Posted on 12/22/2006, 11:39:57 PM by Small-L
Washington, D.C. Citizens Against Government Waste (CAGW) today applauded a decision by incoming House and Senate Appropriations Committee Chairmen David Obey (D-Wis.) and Robert Byrd (D-W. Va.) to pass a continuing resolution (CR) for the remainder of fiscal 2007. The CR will keep most agencies running at fiscal 2006 funding levels and will stave off the estimated 10,000 earmarks costing approximately $17 billion in the nine unfinished appropriations bills. The duo also announced a “moratorium” on earmarks until budget reforms are passed.
“Today’s announcement is a huge victory for taxpayers,” CAGW President Tom Schatz said. “A CR pre-empts funding increases for bloated federal agencies and thousands of pork-barrel projects. However, Congress must pass earmark reforms during its ‘pork diet’ or it will gain back the weight it loses.’”
The 109th Congress passed only the Defense and Homeland Security Appropriations bills for fiscal 2007. Sens. Tom Coburn (R-Okla.), Jim DeMint (R-S.C.), and Jeff Sessions (R-Ala.) were instrumental in blocking an omnibus package containing the remaining appropriations bills. A continuing resolution is in effect until February 15, 2007. Today’s announcement means the Democratic-led 110th Congress will opt to extend the CR until the end of the year instead of belatedly passing the remaining appropriations bills.
“Together with the promise to forgo next year’s congressional pay raise, Democrats are taking important steps toward changing business-as-usual in Washington,” Schatz continued.

######

## To do
Please list every lawmaker in the article on the continuing resolution who is identified with a party and state abbreviation, giving each one's name and that abbreviation.

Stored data

######

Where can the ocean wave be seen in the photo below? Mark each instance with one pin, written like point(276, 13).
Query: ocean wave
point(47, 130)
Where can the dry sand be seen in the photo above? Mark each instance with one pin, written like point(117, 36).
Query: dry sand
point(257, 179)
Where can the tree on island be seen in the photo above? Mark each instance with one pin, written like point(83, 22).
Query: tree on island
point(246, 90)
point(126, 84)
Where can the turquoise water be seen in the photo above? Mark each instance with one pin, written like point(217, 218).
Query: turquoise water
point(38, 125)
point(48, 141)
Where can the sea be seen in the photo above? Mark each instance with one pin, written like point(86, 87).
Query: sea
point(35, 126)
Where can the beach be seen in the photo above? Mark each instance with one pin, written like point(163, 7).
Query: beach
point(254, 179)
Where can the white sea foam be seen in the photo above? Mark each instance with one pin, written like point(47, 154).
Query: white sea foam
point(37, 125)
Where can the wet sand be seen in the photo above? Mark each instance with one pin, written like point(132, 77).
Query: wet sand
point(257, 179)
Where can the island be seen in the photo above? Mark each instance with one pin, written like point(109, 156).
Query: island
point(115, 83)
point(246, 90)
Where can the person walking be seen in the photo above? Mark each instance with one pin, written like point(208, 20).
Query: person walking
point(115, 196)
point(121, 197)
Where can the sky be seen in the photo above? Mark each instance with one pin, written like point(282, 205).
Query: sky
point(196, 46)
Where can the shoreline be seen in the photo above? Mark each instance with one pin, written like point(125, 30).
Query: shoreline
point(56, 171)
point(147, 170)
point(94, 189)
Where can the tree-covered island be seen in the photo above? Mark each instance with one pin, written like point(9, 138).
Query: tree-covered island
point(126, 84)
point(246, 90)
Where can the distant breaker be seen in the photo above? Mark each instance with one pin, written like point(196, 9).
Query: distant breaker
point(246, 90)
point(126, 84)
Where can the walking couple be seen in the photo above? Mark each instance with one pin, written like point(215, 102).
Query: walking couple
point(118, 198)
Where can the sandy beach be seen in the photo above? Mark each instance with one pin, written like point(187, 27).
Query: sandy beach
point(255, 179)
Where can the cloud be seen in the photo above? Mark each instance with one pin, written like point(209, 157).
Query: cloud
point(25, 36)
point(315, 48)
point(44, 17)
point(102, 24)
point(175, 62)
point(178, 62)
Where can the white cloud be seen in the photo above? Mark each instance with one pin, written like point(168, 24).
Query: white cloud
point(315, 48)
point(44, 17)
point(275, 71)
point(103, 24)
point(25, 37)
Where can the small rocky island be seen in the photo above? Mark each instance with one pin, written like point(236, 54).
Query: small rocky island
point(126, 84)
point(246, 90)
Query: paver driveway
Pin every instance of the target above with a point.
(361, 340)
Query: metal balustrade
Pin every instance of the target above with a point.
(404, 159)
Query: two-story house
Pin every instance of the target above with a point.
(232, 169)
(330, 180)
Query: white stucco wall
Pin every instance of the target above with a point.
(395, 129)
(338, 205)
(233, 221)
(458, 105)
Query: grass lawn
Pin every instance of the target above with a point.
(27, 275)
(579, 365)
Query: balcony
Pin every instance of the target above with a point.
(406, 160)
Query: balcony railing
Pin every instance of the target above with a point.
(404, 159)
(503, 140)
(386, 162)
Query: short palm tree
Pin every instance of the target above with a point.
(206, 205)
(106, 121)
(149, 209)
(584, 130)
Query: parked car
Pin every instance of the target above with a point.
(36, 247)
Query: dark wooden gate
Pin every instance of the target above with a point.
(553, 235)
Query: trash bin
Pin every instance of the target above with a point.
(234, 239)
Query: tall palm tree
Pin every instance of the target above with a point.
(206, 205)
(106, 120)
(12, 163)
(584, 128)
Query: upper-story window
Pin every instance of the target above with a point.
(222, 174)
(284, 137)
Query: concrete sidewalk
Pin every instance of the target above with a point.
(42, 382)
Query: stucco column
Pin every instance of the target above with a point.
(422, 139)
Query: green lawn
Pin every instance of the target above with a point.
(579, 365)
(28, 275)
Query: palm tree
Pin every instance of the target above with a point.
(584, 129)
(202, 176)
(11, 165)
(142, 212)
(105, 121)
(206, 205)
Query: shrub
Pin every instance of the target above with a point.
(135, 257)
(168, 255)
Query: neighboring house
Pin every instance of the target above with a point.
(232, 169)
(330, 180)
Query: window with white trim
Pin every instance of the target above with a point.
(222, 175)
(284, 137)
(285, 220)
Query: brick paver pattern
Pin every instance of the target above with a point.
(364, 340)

######

## Response for this exercise
David Obey (D-Wis.)
Robert Byrd (D-W. Va.)
Tom Coburn (R-Okla.)
Jim DeMint (R-S.C.)
Jeff Sessions (R-Ala.)